Vorliegender Textauszug:
⟨
Verschiedene Autoren zeigen in ihren Beiträgen die Vielschichtigkeit und Komplexität
dieser Notfälle auf.
Herr Dr. Braner befasst sich in seinem Beitrag über infektiologische Notfälle mit
den verschiedenen immunologischen Auswirkungen der Grunderkrankungen und Therapien
mit ihren spezifischen Auswirkungen auf das Immunsystem. Daraus werden die bevorzugten
Erreger abgeleitet, an die bei entsprechender Symptomatik gedacht werden muss. Je
nach Grunderkrankung oder bestehender Therapie sind unterschiedliche Säulen der Immunabwehr
nur eingeschränkt funktionierend. Wichtig ist hierbei der Hinweis, sowohl auf atypische
Symptome zu achten wie auch zwischen einer vermeintlichen Reaktivierung der Grunderkrankung
und infektiologischen Ursachen zu differenzieren. Dies kann im Einzelfall eine differenzialdiagnostische
Herausforderung für den behandelnden Arzt sein.
⟩
Zur Aufgabe: Wie lautet der Textauszug über infektiologische Notfälle zwischen „Herr Dr. Braner“ und „behandelnden Arzt sein.“ einschließlich, wenn „Immunsystem“ darin durch „Abwehrsystem“ ersetzt wird?

Aufgelistete Einträge:
⟨
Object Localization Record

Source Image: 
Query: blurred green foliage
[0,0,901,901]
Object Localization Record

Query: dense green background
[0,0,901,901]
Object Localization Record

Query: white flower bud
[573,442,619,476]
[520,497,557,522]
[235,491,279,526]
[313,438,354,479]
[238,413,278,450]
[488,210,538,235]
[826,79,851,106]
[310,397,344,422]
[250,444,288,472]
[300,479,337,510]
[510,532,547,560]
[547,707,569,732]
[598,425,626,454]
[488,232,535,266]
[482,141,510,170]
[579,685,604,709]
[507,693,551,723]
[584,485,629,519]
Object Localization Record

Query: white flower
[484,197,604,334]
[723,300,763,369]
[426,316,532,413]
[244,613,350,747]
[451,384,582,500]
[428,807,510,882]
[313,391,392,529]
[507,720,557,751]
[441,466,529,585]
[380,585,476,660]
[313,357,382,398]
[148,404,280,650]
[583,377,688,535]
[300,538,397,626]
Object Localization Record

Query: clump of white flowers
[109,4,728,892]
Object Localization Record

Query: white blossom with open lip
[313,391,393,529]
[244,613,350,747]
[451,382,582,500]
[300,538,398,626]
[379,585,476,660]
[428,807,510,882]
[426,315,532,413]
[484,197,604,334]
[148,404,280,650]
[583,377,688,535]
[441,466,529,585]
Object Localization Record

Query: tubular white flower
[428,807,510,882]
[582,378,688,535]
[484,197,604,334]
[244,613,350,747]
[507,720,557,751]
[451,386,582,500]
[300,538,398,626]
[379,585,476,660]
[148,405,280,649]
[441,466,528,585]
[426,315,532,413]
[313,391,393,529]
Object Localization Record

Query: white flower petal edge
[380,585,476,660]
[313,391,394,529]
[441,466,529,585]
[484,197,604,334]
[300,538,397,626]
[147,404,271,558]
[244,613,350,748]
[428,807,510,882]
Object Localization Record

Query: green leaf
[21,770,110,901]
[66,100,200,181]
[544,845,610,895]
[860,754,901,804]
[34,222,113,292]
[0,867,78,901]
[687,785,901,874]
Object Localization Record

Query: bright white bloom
⟩
Antwortfeld:
Herr Dr. Braner befasst sich in seinem Beitrag über infektiologische Notfälle mit
den verschiedenen immunologischen Auswirkungen der Grunderkrankungen und Therapien
mit ihren spezifischen Auswirkungen auf das Abwehrsystem. Daraus werden die bevorzugten
Erreger abgeleitet, an die bei entsprechender Symptomatik gedacht werden muss. Je
nach Grunderkrankung oder bestehender Therapie sind unterschiedliche Säulen der Immunabwehr
nur eingeschränkt funktionierend. Wichtig ist hierbei der Hinweis, sowohl auf atypische
Symptome zu achten wie auch zwischen einer vermeintlichen Reaktivierung der Grunderkrankung
und infektiologischen Ursachen zu differenzieren. Dies kann im Einzelfall eine differenzialdiagnostische
Herausforderung für den behandelnden Arzt sein.